═════ Texte
Aguayo.- Le plan avait été minutieusement préparé et nous pensions tous que, de la façon dont il était prévu, Franco n’avait aucune chance d’en réchapper. L’annulation de l’attentat tint à un impondérable. Nous avions décidé d’essayer les grenades qui étaient restées enterrées pas mal d’années ; il était indispensable de voir si elles étaient en état de fonctionnement et en même temps de nous exercer à leur maniement. Pour ce faire nous sommes allés dans un champ aux alentours de Saragosse et là a surgit l’imprévisible : des trois grenades essayées, seule la troisième a explosé. Il nous en restait huit sans aucune garantie de leur efficacité. Cette insécurité, la peur d’être ridicules et de perdre la vie pour rien, nous fit alors renoncer.

Tellez.- Quand avez-vous coupé les ponts avec les socialistes ?

Aguayo.- La visite de Franco à Saragosse et l’occasion perdue de pouvoir en finir avec le tyran, créa une situation conflictuelle entre le groupe de l’Arrabal et l’organisation socialiste. Wenceslao Jiménez a été le premier à les quitter.

Tellez.- Comment êtes vous entrés en contact avec le mouvement libertaire clandestin ?

Aguayo.- C’est Wenceslao qui maintenait les contacts avec le groupe et qui a commencé à chercher à localiser des militants de la CNT et qui y est arrivé. Je ne sais pas comment, mais il y est arrivé. Son premier contact a été un militant aragonais, Ignacio Zubizarreta Aspas Zubi un vétéran qui devait avoir autour de cinquante ans et avait été pendant la guerre milicien dans la Colonne Ascaso puis capitaine du groupe de mitrailleurs du Bataillon d’Agustin Remiro Manero une unité spécialisée dans les actions derrière les lignes franquistes. C’était un homme extraordinaire, d’un grand enthousiasme et en rien sectaire. Sa préoccupation majeure était de favoriser l’action antifranquiste commune. Wences n’appartenait déjà plus aux Jeunesses Socialistes, mais le reste du groupe y était encore sans grandes illusions. Zubi s’enthousiasma des projets exposés par notre compagnon, mais lui conseilla de ne pas se préoccuper de faire du prosélytisme, car selon lui la volonté d’agir d’un groupe était plus importante que son idéologie. Je sais que tu as bien connu Zubi en France et qu’en 1946 tu l’avais vu à Saragosse rue Del Caballo où il vivait.
══════════
[Consigne 1]
Répondez aux questions suivantes à partir de l'entretien.
(a) Combien de grenades ont été essayées dans le champ près de Saragosse, et laquelle a explosé ?
(b) Qui a été le premier à quitter l'organisation socialiste ?
(c) Dans quelle colonne Zubi avait-il été milicien pendant la guerre ?
[Consigne 2]
D'après l'entretien, pourquoi le groupe a-t-il renoncé à l'attentat contre Franco ? Répondez en une à trois phrases.
[Consigne 3]
Poursuivez l'entretien sur la lutte contre Franco à partir de sa dernière réplique.
Les lignes ne sont pas nécessaires pour ce travail.
═════ Lignes fournies
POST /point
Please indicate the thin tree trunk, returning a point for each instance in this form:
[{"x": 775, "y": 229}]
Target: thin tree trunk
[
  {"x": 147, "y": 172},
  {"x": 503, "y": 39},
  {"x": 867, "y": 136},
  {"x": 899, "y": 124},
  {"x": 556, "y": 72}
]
══════════
═════ Lignes fournies
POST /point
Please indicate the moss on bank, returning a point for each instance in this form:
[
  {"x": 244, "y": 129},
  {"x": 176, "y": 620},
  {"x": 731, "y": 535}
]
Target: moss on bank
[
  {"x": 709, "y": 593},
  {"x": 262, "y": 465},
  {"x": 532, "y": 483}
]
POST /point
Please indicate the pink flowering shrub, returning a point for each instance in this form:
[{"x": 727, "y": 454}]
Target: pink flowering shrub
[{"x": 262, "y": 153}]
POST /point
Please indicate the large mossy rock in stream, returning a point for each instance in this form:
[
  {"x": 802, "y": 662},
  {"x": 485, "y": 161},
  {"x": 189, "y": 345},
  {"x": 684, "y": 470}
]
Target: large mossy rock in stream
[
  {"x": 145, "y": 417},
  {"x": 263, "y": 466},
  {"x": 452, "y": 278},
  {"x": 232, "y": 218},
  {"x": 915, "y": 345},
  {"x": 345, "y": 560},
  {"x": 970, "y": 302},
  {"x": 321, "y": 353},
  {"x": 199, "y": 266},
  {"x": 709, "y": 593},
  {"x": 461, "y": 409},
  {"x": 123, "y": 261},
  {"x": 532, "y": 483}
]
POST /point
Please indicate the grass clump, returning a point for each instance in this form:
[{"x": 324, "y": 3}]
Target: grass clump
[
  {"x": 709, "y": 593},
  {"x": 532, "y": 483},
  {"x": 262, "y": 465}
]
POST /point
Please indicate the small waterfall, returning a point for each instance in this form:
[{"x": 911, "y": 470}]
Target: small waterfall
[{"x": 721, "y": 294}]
══════════
[Réponse attendue 1]
(a) Trois grenades ont été essayées, et seule la troisième a explosé.
(b) Wenceslao Jiménez a été le premier à quitter l'organisation socialiste.
(c) Zubi avait été milicien dans la Colonne Ascaso.

[Réponse attendue 2]
Sur les trois grenades essayées, une seule a explosé, et les huit qui restaient n'offraient aucune garantie d'efficacité. Cette insécurité, ainsi que la peur d'être ridicules et de perdre la vie pour rien, a poussé le groupe à renoncer.

[Réponse attendue 3]
Bon, Zubizarreta était alors en étroite relation avec un groupe clandestin appelé Agrupacion de Fuerzas Armadas de la Republica Española (AFARE) qui avait été constituée à Barcelone en janvier 1945 par d’anciens soldats et officiers de l’armée républicaine et où il y avait des gens de diverses tendances, mais tous prêts à lutter pour renverser Franco. Wences dans son désir de faire quelque chose, avait adhéré à l’AFARE et Zubi a approuvé sa décision. Le reste du groupe a alors proposé aux Jeunesses Socialistes d’y adhérer, mais sans succès.
Zubi et Wences étaient d’accord sur la nécessité de faire une action importante qui ne soit pas assujettie à une direction partidaire, et pensaient que l’AFARE pouvait être la plus indiquée pour la réaliser. Ils avaient pensé investir l’Académie générale militaire. A cet effet ils préparèrent une reconnaissance préliminaire. Wenceslao habillé en sergent, et avec la complicité d’Antonio Gonzalez, membre du groupe de l’Arrabal qui faisait son service militaire comme ordonnance des officiers de cette Académie, réussit à s’introduire dans la caserne et à subtiliser les plans de l’édifice. La facilité avec laquelle il avait réalisé cette opération risquée renforça sa volonté d’organiser l’assaut prévu. Mais ce plan avorta suite à l’arrestation accidentelle en août 1946 de Zubizarreta par la police qui en fait recherchait son frère. Wenceslao fut à son tour arrêté rue Del Caballo. Traduit devant un conseil de guerre qui s’est réunit à Saragosse le 30 septembre 1947 contre vingt huit personnes accusées d’appartenir à l’AFARE, et condamné à trente ans de prison avec quatorze autres inculpés, Ignacio Zubizarreta décèdera derrière les barreaux de la prison de Guadalajara en 1958. Wenceslao, sauvagement torturé et interrogé par un jeune flic de vingt-trois ans, Luis Anson Luesma qui deviendra plus tard inspecteur de la Brigade Politico Sociale de Saragosse, ne fit aucune déclaration qui puisse compromettre quelqu’un. Après trois mois de prison à Torrero, il fût remis en liberté provisoire à la fin de l’année.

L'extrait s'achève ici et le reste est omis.